§ Goals:
• a. According to the paper on CaMSAndra, which company developed AstraDB?
• b. Retype the passage of the paper on CaMSAndra between "2 Background and Related" and "Architecture and Cassandra.", inclusive.

§ Quoted text:
········

Keywords

1 Introduction

Developing very large scale distributed software systems is challenging from both functional and data management perspectives. Methods based on Microservices Architecture (MSA) have gained popularity for addressing the functional challenges. On the other hand, cloud-aware, very large scale NoSQL data management systems have also proved their effectiveness in tackling data management’s scalability challenges. In fact NoSQL systems and their SQL counterparts have been studied in the context of the well-known CAP theorem [2]. This theorem basically states that distributed systems can at most achieve two out of the following three design properties: consistency (C), availability (A) and partition-tolerance (P). Most SQL-based systems are classified as CA with strict data consistency rules. In contrast, CP and AP systems both focus on partition-tolerance and provide non-strict forms of consistency. High consistency enforcement in very large scale distributed systems is extremely difficult to achieve without incurring some level of penalty in availability. In such systems, the continuity of operation in the face of failures and network changes is given a higher priority. Popular examples of AP systems include Cassandra, DynamoDB, CouchDB and Riak, while CP systems include MongoDB, Redis and HBASE. Among these, Cassandra, MongoDB and Redis are three popular very large scale NoSQL systems. In particular, Cassandra prioritises availability over consistency to provide what is known as eventual consistency [2].

Recent work have studied the combined approach for specific methods and systems. However, there has been no work that propose a complete method or study the underlying design principles. In this paper, we present the result of our initial research on this subject. We choose Cassandra as a case study for two main reasons. First, Cassandra is one of the most favourable NoSQL systems [1] that supports cloud-aware, very large data management scaling. Second, the authors have had extensive experiences in using and developing for this system. In particular, a leading multi-cloud, database-as-a-service version of Cassandra, named AstraDB, has been developed by Datastax.

We propose the CaMSAndra software development method that combines MSA and the Cassandra data modelling method. We define a UML metamodel for CaMSAndra and uses it as the basis to discuss the design principles. We analyse the relationships between the key concepts of the two component methods and discuss the principles for combining these concepts in the metamodel. In particular, we present a synthesis of bounded context and application workflow and, based on this, a hierarchical microservice design that transforms the application workflow to build the microservice hierarchy of a software. Further, we discuss a data-driven cluster design that explores the relationship between microservice and data distribution cluster in Cassandra. We demonstrate CaMSAndra with a well-known software domain called Hotel Reservation. We contend that our method is applicable to developing very large scale microservice- and NoSQL-based software systems in general.

The paper is structured as follows. Section 2 reviews the background knowledge and the related work. Section 3 presents an overview of our proposed our CaMSAndra method. Sections 4.14.3 discuss the core design principles in the context of CaMSAndra. Section 5 concludes the paper.

2 Background and Related Work

In this section, we introduce a motivating example and review a number of background concepts in the context of the related works. Contextualy, we define very large-scale software as a microservice-based software that stores a very large volume of data. The volume of data that is comparable to those managed by such global-scale software systems as Facebook and Netflix. In this context, we position our work as being related to Microservices Architecture and Cassandra.

2.1 Motivating Example: Hotel Reservation

To illustrate the concepts presented in this paper, we adopt the Hotel Reservation software example from Carpenter and Hewitt [5].

········

Location identification entries:
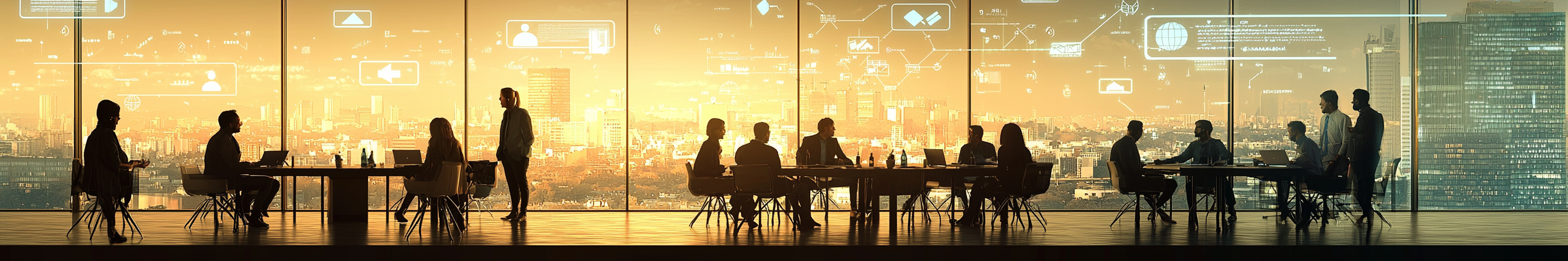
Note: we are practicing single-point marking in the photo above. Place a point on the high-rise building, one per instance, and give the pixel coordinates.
(1492, 110)
(1384, 80)
(46, 111)
(550, 101)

········

§ Task-by-task outputs:
• a. Datastax

• b.
2 Background and Related Work

In this section, we introduce a motivating example and review a number of background concepts in the context of the related works. Contextualy, we define very large-scale software as a microservice-based software that stores a very large volume of data. The volume of data that is comparable to those managed by such global-scale software systems as Facebook and Netflix. In this context, we position our work as being related to Microservices Architecture and Cassandra.